Short exercise a:
Please report how many lines of the entries below contain the string "keyboard", treating case as significant. Reply with the number alone.

Excerpted passage:
--- Begin ---
Imports are necessary to meet climate goals: Restricting imports could hinder the EU’s ability to hit its climate targets as most of the solar panels used in Europe currently come from China, Simson said. Alternative solutions include increasing state aid for local manufacturers, organizing solar auctions and support schemes for solar panels with higher labor and environmental standards, and encouraging the use of products made in the EU, she added.

A provisional agreement for a new law banning single-use plastic and reducing packaging waste has been reached, according to a statement. The agreement will see packaging phased out with reduction targets set at 5% by 2030, 10% by 2035, and 15% by 2040. It will also mandate that nations in the bloc cut plastic packaging specifically. Packaging has become an escalating source of waste in the EU, increasing from 66 mn tons in 2009 to 84 mn tons in 2021, the statement said.

Keeping up with new consumption habits: Ordering online and “grab and go” consumption habits have led to a surge in packaging waste, Reuters reports. The European Commission first proposed new rules to tackle this issue in 2022. The ban targets single-use plastics such as those used in fast food restaurants and cafes, packaging for fruit and vegetables in supermarkets, and shrink-wrap used for suitcases in airports. The EU parliament also introduced a ban on per- and polyfluorinated alkyl substances, aka forever chemicals, in packaging that comes in contact with food.
--- End ---
Short exercise b:
Render this sentence from the passage on EU packaging rules in Spanish: "The European Commission first proposed new rules to tackle this issue in 2022."

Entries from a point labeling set
--- Begin ---
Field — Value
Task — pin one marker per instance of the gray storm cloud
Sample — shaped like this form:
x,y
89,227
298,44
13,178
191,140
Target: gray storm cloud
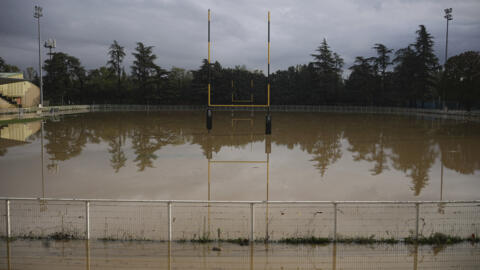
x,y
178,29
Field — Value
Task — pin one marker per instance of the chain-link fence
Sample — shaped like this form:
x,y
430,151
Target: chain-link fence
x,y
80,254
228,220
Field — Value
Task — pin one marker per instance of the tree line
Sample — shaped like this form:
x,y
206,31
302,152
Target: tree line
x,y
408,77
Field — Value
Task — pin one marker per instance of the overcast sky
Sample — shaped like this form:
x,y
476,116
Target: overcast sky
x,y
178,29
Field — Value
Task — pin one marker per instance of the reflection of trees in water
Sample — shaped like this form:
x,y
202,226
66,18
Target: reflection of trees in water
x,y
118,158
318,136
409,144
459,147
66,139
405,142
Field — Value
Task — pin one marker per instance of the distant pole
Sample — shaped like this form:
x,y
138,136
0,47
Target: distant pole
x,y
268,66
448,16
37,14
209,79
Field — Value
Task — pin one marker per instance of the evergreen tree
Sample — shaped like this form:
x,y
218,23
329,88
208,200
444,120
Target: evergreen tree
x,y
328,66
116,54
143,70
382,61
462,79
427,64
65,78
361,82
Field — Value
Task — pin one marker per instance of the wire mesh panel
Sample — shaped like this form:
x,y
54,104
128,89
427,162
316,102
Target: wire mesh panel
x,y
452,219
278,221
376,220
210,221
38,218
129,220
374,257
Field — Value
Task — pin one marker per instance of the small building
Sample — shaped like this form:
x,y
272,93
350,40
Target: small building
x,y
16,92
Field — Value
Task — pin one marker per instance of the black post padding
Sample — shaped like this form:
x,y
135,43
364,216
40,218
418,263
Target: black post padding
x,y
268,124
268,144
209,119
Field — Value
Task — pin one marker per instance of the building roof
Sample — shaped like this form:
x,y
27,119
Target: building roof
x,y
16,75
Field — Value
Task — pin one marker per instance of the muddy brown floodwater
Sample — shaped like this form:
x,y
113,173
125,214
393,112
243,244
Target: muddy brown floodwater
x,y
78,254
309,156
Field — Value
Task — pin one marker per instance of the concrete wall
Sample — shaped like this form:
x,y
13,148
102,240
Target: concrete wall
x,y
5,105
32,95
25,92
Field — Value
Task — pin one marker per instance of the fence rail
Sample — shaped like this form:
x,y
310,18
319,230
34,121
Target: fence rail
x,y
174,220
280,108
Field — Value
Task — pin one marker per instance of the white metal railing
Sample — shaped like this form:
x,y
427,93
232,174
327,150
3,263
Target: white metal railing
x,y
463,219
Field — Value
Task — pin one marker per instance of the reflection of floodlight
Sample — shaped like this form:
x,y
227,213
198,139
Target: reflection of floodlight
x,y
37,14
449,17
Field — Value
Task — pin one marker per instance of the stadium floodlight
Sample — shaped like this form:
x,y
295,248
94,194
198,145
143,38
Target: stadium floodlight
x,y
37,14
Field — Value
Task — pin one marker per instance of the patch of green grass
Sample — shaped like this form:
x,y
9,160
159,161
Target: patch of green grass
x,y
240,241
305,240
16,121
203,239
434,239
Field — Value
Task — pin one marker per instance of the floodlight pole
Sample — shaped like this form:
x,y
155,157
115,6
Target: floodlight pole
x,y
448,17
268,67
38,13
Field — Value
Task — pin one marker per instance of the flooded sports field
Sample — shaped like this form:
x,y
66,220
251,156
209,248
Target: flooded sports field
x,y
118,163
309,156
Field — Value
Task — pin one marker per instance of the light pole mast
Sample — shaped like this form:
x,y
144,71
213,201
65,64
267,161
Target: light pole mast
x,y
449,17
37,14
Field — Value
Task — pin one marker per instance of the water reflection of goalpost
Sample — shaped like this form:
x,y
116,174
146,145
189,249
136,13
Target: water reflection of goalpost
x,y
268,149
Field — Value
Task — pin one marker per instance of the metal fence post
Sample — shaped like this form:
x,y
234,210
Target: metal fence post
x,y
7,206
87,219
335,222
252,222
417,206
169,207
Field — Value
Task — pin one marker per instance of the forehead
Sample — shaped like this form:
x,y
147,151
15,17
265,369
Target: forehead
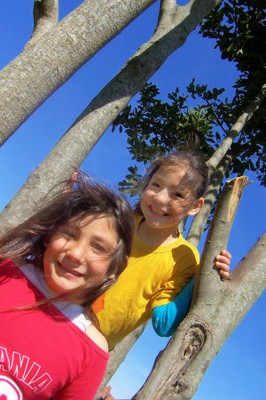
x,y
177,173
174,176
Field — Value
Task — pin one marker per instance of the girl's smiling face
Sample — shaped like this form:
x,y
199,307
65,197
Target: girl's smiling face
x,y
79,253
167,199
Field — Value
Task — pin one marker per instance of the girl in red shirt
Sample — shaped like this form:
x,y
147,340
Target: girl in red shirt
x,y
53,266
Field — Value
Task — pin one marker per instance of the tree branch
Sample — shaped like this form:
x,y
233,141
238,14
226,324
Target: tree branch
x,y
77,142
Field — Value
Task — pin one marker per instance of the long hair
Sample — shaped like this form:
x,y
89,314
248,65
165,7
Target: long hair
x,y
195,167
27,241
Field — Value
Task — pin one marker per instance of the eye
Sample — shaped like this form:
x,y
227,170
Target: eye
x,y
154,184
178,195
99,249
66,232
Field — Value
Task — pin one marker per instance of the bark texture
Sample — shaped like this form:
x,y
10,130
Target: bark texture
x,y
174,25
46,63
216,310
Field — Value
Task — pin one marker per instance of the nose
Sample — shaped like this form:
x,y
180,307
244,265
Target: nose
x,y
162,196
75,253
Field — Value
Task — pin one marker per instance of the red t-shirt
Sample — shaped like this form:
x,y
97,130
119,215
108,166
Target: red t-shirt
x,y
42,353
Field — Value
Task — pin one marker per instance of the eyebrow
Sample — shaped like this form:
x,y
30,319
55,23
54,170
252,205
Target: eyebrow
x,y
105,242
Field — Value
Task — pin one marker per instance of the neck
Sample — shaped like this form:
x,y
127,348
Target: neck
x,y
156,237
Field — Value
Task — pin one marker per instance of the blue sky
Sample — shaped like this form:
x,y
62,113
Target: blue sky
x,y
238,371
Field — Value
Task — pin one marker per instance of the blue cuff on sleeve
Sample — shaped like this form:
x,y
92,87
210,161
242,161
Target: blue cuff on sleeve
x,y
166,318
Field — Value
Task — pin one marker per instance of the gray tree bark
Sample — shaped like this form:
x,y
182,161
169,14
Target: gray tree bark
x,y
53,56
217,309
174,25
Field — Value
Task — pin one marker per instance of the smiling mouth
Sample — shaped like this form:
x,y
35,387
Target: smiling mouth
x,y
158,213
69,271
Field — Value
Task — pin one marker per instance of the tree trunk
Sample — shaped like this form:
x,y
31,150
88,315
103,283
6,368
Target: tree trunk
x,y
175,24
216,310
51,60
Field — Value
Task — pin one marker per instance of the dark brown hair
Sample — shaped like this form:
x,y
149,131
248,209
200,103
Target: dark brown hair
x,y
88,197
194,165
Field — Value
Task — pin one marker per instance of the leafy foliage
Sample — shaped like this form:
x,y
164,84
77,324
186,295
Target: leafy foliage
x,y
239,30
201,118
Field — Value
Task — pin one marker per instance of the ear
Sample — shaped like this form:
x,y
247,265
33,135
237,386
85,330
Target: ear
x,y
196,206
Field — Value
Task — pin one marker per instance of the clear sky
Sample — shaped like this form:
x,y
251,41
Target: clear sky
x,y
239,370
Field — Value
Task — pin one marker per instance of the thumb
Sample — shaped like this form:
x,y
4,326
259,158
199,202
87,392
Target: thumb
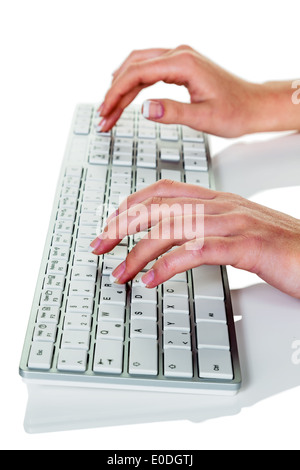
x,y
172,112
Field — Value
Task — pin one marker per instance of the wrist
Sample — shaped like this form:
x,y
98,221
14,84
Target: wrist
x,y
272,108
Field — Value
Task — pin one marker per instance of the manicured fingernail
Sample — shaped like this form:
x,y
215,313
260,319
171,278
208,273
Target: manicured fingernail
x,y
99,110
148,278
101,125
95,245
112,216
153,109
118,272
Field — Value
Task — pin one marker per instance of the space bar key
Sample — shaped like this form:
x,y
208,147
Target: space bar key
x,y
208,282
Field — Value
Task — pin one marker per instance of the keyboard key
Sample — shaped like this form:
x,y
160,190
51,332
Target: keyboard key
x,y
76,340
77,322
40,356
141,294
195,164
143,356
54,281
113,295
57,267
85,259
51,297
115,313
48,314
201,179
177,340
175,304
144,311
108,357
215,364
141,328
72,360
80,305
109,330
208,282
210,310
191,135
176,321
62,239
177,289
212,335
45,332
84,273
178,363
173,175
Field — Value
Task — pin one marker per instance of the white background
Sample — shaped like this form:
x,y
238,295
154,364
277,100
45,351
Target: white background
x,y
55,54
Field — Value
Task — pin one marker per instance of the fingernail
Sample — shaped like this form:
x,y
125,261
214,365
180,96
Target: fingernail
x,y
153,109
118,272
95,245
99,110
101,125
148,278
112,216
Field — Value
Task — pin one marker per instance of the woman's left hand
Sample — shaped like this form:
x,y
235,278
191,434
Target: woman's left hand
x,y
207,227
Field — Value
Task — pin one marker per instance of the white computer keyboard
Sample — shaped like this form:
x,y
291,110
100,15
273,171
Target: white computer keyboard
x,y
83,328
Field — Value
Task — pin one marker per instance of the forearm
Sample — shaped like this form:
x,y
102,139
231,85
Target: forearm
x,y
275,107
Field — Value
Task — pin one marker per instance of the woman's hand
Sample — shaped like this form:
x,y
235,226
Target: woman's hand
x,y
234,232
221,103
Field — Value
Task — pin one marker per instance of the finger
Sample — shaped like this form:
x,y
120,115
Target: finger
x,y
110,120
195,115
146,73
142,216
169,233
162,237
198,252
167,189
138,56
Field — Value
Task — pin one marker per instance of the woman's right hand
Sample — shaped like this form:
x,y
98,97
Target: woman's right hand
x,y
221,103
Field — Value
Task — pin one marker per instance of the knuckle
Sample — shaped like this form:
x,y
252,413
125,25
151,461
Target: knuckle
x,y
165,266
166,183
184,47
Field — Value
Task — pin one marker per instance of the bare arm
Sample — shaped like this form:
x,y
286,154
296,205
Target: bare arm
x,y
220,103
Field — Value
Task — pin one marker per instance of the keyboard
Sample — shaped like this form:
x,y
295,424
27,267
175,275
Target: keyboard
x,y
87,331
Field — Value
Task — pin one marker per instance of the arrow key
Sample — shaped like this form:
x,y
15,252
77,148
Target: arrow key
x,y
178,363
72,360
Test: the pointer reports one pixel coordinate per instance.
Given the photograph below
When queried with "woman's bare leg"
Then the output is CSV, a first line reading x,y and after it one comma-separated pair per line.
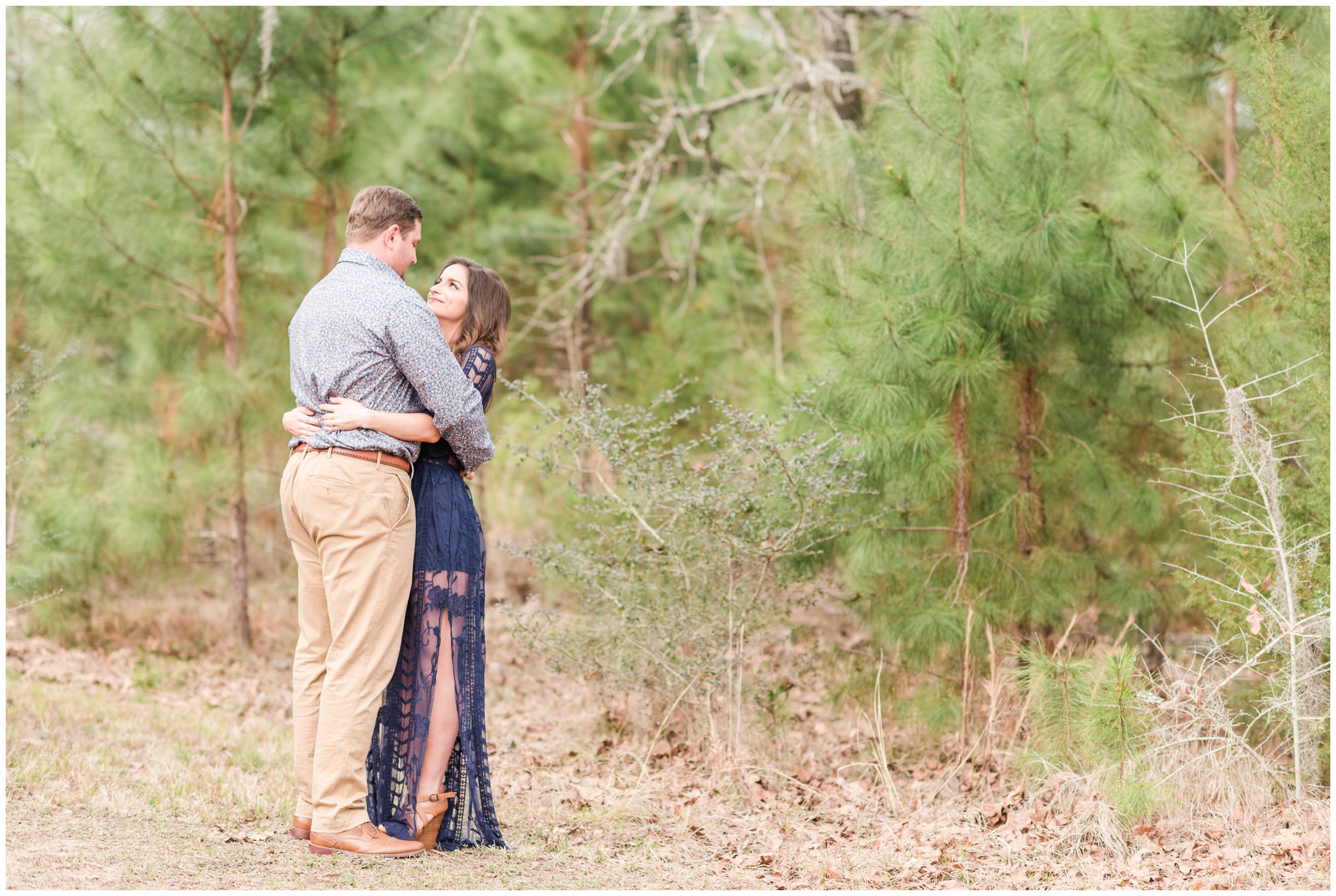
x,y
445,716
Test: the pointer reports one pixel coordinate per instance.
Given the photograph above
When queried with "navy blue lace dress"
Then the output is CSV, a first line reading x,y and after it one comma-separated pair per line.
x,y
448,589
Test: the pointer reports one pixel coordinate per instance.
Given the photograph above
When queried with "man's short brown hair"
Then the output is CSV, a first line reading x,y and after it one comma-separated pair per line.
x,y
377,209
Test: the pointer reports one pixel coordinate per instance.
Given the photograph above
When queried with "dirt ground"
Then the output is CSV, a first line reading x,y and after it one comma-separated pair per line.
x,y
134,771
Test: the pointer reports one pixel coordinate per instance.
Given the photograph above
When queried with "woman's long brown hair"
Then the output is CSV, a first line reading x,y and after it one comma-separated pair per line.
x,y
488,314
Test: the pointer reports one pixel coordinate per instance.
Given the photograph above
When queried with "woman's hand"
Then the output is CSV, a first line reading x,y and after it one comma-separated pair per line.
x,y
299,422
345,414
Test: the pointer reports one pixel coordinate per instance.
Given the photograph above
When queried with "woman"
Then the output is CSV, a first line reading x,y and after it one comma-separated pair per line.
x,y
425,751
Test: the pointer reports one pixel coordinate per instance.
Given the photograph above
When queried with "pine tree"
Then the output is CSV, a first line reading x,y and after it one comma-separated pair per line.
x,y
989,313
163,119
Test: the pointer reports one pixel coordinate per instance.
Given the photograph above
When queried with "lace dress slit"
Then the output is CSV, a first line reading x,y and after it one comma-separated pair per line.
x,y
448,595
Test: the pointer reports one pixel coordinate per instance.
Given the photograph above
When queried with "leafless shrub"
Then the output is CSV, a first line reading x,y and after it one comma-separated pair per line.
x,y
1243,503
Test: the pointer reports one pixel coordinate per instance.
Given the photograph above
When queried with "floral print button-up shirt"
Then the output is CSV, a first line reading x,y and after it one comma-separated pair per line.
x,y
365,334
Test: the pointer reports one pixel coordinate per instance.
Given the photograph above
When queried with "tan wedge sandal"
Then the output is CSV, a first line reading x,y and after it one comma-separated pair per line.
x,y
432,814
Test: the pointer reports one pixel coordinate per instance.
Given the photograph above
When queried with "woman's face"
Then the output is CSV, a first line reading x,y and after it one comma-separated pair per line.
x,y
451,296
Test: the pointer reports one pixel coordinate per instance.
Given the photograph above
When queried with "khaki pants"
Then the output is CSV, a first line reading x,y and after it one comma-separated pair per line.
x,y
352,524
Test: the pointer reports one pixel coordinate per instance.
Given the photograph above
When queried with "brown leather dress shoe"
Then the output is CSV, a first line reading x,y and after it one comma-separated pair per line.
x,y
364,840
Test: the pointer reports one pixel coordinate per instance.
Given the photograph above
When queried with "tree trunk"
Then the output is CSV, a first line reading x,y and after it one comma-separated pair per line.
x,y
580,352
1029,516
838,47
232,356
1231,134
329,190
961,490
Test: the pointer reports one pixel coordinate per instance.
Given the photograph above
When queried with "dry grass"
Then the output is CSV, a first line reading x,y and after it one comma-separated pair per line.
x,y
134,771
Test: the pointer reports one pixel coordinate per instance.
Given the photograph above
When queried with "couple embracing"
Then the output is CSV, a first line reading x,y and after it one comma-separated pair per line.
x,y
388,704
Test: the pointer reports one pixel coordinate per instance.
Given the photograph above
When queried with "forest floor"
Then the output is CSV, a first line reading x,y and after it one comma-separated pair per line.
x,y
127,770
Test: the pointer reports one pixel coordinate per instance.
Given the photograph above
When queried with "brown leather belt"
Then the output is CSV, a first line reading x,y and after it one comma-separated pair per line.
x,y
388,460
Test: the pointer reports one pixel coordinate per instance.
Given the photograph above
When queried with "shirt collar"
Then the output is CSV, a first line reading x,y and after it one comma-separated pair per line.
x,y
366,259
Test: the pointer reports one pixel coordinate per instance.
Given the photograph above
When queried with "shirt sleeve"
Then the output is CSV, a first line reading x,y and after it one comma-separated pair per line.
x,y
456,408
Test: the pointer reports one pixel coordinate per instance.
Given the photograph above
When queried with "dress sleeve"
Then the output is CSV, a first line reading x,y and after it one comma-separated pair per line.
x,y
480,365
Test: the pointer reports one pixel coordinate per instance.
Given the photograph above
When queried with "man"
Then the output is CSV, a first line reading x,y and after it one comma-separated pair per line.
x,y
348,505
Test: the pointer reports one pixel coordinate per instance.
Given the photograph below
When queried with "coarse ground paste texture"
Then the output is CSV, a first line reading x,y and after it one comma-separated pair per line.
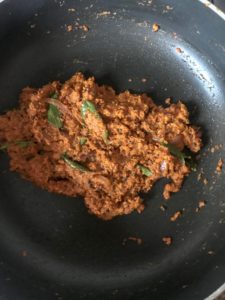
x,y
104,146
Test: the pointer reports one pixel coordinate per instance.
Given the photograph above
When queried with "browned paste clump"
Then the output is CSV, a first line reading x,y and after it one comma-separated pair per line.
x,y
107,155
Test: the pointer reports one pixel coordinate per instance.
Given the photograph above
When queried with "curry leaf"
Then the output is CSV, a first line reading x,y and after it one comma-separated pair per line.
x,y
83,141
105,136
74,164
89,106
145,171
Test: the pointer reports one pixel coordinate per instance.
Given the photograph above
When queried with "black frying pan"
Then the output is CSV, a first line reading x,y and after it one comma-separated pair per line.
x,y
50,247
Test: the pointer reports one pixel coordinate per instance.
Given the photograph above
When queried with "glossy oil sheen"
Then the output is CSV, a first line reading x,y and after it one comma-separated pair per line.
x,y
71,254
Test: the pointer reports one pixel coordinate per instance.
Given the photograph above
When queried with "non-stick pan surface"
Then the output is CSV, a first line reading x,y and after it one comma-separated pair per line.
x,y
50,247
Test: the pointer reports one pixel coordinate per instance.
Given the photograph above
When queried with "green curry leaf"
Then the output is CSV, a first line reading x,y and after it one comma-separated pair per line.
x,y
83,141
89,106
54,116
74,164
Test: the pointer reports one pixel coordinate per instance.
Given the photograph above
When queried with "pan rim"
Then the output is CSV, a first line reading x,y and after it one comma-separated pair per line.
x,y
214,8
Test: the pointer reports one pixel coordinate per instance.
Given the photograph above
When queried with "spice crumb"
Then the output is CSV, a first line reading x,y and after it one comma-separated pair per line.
--- End ---
Written response a:
6

Written response b:
La Comisión Europea propuso por primera vez nuevas normas para abordar este problema en 2022.